▶ **PAGE EXTRACT**
==*==
The timing isn't coincidental. With 600 million monthly active users, ChatGPT has reached the scale where identity services become incredibly valuable. OpenAI is following the exact playbook used by Google, Apple, and Facebook: offer a convenient service that masks massive data collection operations behind user-friendly interfaces.
The developer interest form reveals OpenAI's true ambitions, targeting everyone from tiny startups with 1,000 weekly users to massive platforms with over 100 million users. They're not just building an identity service—they're constructing a digital panopticon where they can monitor user behavior across every connected application.
For marketing professionals, "Sign in with ChatGPT" represents a fundamental shift in data control that should set off every alarm bell you have. Once OpenAI becomes the identity layer for your customer interactions, they effectively become the middleman in your customer relationships.
==*==
Referring expression data
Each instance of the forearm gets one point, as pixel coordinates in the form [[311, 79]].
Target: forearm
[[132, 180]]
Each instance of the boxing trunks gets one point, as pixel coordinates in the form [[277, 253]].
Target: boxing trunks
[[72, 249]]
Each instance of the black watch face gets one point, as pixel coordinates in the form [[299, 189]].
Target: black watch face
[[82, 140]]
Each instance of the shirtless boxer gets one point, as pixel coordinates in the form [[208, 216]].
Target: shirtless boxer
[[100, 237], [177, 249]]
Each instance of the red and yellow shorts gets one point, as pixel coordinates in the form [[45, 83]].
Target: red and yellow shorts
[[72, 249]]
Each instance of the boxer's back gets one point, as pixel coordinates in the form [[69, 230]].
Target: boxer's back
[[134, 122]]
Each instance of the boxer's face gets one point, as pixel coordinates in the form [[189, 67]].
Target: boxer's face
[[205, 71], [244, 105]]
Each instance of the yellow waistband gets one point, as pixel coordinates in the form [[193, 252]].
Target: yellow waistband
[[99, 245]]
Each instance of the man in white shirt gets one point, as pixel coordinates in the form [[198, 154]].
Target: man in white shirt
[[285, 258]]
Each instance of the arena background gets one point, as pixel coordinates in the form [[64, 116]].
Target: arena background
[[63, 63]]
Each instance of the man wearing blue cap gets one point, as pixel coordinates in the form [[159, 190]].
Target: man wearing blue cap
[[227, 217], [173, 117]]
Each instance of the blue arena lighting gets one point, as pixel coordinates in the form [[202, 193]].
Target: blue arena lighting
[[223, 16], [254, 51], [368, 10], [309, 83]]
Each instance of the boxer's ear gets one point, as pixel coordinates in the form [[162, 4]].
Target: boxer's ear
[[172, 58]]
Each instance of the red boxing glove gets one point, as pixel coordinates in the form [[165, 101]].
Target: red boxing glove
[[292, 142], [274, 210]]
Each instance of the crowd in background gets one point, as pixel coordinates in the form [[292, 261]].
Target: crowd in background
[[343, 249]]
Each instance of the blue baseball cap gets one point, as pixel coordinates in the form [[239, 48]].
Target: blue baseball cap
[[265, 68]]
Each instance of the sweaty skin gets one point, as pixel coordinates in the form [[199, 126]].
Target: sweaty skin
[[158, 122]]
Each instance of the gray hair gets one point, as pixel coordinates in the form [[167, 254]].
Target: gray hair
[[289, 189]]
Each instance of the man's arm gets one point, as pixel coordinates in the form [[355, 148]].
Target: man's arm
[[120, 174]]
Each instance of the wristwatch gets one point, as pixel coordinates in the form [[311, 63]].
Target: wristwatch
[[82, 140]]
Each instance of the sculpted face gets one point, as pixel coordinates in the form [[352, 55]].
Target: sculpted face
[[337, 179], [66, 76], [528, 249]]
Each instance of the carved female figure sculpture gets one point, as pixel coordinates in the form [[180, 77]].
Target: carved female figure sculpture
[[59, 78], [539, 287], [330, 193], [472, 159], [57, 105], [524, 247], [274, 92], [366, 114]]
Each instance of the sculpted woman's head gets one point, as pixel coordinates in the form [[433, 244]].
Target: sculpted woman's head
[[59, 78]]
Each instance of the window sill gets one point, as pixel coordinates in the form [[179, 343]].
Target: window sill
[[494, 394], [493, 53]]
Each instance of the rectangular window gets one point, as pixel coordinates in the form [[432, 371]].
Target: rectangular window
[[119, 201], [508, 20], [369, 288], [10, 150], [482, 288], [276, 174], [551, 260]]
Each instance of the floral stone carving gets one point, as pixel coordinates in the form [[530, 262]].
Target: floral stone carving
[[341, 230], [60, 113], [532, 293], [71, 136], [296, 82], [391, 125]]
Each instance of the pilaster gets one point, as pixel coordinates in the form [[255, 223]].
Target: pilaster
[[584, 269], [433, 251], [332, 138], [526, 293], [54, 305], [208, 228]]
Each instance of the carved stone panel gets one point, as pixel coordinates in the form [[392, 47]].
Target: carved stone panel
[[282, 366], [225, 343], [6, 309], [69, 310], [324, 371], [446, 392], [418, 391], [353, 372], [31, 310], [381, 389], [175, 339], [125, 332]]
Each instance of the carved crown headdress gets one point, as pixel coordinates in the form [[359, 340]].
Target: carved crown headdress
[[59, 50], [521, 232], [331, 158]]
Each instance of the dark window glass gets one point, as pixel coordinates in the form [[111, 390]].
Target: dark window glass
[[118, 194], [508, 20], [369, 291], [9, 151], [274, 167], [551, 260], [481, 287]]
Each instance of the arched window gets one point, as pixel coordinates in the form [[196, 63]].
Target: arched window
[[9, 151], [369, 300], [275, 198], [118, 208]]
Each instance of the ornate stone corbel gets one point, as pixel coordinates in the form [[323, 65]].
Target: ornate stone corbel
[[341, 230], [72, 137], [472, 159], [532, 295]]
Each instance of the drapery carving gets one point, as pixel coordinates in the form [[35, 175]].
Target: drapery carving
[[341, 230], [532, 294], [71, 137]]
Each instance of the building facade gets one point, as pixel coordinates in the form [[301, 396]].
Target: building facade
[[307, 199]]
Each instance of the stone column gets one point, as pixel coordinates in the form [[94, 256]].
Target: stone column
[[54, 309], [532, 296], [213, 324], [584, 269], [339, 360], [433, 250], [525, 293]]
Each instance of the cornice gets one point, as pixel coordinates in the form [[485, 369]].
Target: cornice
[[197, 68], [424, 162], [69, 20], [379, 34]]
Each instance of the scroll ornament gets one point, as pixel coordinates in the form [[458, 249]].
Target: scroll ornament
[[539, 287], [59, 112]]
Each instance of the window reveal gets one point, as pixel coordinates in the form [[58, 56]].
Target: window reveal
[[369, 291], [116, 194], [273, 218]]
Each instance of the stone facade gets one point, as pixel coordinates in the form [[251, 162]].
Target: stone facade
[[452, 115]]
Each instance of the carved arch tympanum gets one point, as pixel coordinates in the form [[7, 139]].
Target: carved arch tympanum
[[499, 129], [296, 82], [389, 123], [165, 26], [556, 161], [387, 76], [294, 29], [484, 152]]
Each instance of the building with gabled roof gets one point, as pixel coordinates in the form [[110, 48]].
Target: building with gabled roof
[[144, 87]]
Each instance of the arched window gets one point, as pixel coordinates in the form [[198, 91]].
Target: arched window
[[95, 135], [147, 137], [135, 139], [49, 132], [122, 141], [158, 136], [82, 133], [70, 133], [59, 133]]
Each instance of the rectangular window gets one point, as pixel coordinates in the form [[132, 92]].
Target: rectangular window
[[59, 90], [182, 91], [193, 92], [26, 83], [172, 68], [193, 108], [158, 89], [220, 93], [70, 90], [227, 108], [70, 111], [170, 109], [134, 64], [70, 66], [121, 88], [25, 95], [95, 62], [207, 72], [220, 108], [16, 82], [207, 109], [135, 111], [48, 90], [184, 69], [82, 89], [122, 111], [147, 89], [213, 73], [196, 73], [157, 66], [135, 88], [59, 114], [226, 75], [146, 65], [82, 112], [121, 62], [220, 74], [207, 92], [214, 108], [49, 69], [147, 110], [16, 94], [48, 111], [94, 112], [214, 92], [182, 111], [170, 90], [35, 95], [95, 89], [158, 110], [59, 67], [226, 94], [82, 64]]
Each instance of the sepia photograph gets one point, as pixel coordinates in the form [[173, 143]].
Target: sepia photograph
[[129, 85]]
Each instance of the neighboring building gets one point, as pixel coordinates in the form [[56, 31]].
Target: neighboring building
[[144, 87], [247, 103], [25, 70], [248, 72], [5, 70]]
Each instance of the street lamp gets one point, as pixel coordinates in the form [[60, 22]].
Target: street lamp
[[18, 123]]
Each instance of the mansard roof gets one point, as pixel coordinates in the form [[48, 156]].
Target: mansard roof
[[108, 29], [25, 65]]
==*==
▶ **INSTRUCTIONS**
- A) According to the ChatGPT sign-in passage, how many monthly active users does ChatGPT have?
- B) Decide whether each statement agrees with the ChatGPT sign-in passage: (i) The developer interest form targets only platforms with over 100 million users. (ii) OpenAI is following the playbook used by Google, Apple, and Facebook. (iii) Once OpenAI becomes the identity layer for customer interactions, it effectively becomes the middleman in customer relationships.
- C) Resume the ChatGPT sign-in passage after its final sentence.

▶ **ANSWERS**
- A) ChatGPT has 600 million monthly active users.

- B)
(i) No: "targeting everyone from tiny startups with 1,000 weekly users to massive platforms with over 100 million users"
(ii) Yes: "OpenAI is following the exact playbook used by Google, Apple, and Facebook"
(iii) Yes: "they effectively become the middleman in your customer relationships"

- C)
Consider the implications: OpenAI would know which of your customers are also using your competitors' services, how engaged they are with different types of content, and could potentially use this information to compete directly with your business. They're already expanding into search, e-commerce, and other consumer services—giving them identity control is like handing over your customer database to a direct competitor.
The terms of service for "Sign in with ChatGPT" haven't been published yet, but based on OpenAI's track record, expect broad data usage rights and minimal user control. The Codex CLI implementation already shows concerning patterns: automatic API key generation, unclear data sharing policies, and integration points that are difficult for users to fully understand or control.
OpenAI is selling "Sign in with ChatGPT" as user convenience, but the real beneficiaries are OpenAI and the companies that integrate with their platform. Users get marginally easier login flows in exchange for surrendering control over their digital identity to a company with a demonstrated inability to protect sensitive information.
The security framework and data policies governing ChatGPT credentials for third-party sign-ins haven't been disclosed. Given OpenAI's history of privacy negligence, expecting robust protections is wishful thinking at best, willful ignorance at worst.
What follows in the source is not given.